[Work instructions]:
Reproduce all of the data below line for line, changing nothing.

======== Available records ========

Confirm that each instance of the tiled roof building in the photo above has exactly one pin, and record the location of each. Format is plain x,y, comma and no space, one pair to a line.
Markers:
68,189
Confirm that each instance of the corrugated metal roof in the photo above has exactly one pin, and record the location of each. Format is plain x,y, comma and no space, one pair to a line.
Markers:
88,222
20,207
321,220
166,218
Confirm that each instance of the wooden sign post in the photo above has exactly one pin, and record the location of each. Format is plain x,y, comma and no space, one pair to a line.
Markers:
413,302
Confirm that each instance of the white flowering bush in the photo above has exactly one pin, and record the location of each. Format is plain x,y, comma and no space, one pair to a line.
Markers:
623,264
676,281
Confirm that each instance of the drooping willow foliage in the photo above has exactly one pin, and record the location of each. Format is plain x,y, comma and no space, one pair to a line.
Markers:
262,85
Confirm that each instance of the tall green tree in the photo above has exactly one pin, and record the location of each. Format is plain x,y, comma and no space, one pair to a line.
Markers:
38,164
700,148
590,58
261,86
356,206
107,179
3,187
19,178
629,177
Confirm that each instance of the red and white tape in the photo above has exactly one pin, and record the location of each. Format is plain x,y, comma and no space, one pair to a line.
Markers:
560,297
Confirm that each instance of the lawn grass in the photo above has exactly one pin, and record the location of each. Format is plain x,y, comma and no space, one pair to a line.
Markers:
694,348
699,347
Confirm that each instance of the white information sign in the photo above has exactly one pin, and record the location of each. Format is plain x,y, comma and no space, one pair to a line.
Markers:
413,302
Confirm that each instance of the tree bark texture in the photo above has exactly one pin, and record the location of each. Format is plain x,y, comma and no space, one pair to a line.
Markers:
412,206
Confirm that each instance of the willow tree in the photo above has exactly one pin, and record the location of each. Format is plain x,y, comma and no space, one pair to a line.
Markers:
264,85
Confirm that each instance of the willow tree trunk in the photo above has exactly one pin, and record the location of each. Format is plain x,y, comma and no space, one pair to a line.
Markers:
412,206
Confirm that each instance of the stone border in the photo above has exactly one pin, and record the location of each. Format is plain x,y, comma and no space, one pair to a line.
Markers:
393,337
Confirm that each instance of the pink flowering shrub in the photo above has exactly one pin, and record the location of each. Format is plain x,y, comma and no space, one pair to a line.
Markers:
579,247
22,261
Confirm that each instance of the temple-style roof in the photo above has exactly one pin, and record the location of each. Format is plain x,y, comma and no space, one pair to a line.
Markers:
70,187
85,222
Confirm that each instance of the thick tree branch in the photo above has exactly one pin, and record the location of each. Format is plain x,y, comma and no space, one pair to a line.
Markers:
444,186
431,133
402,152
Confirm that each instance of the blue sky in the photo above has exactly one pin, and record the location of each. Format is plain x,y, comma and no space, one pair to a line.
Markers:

========

[Response below]:
Confirm that each instance of the tiled roof building in the photo above has exactly one pin, and record the location of each. Format is plain x,y, comma and no space, one pair to a line.
Markers:
68,189
Confirm that each instance of the corrugated metal roof in the photo above has exactly one pin, and record the location of each. Format is plain x,y, comma and no space, one pair to a line.
Markers:
88,222
20,207
321,220
166,218
Confirm that each instance of the wooden sign post in the photo above has exactly one pin, and record the location of each. Format is plain x,y, comma and no space, one pair to a line.
Markers:
413,302
Confirm that each instance of the white flowering bush in the photo above has exactly one pin, and record the location of each. Format is plain x,y, comma and no space, one pair to a line.
Markers:
623,264
676,281
Confirm that each instance of the drooping willow foliage in the photo above has exactly one pin, and record the location of each. Format is plain x,y, comma and no space, one pair to a line.
Markers:
262,85
Confirm that each instance of the tall green tree in the photo above has exactly one pin, and record the location of each. Format is plain x,y, comma and no space, one pair to a line.
Markers:
38,164
700,148
590,58
261,86
356,206
107,179
3,187
19,178
629,177
Confirm that each instance of the red and white tape in the photo above has exactly one pin, and record the location of each. Format is plain x,y, comma and no space, one pair to a line.
Markers:
560,297
Confirm that each instance of the lawn grass in the photo above has exactly one pin, and record the location of each. Format is plain x,y, comma and no space, one pair to a line.
Markers:
694,348
699,347
Confirm that each instance of the white information sign in the photo above has exactly one pin, and record the location of each. Format is plain x,y, comma and no space, one pair to a line.
Markers:
413,302
Confirm that each instance of the tree bark texture in the photo above has exactly one pin, and record the location of each. Format is plain x,y, comma and no space, one pair to a line.
Markers:
412,206
Confirm that each instance of the willow tree in the photo above has exactly one pin, and record the location of each. Format is plain x,y, comma and no space, one pair to a line.
Markers:
264,85
Confirm that each instance of the willow tree trunk in the photo above has exactly one pin, and record the location of each. Format is plain x,y, comma and no space, one pair to a line.
Markers:
412,206
Confirm that each instance of the stone border in the photo above has exactly one pin, and record the location of each. Format is plain x,y, comma and no space, one pair to a line.
Markers:
393,337
Confirm that each instance of the pink flowering shrub in the photo above has exactly one pin, and record the location of each. Format is plain x,y, comma and no space, one pair to a line.
Markers:
579,247
22,261
Confirm that each instance of the temple-style roof in the photo above has exactly one pin, and record the location of each. Format is plain x,y, comma and no space, one pair to a line.
Markers:
70,187
85,222
Confirm that each instance of the thick tree branch in the photo above has exactly one pin, and record the location of each. Format is plain x,y, comma and no space, one pair to a line.
Markers:
444,186
431,133
402,152
Confirm that each instance of the blue sky in the photo above has exactly one pin, and record the location of each. Format is plain x,y, comma and no space, one pair to a line.
Markers:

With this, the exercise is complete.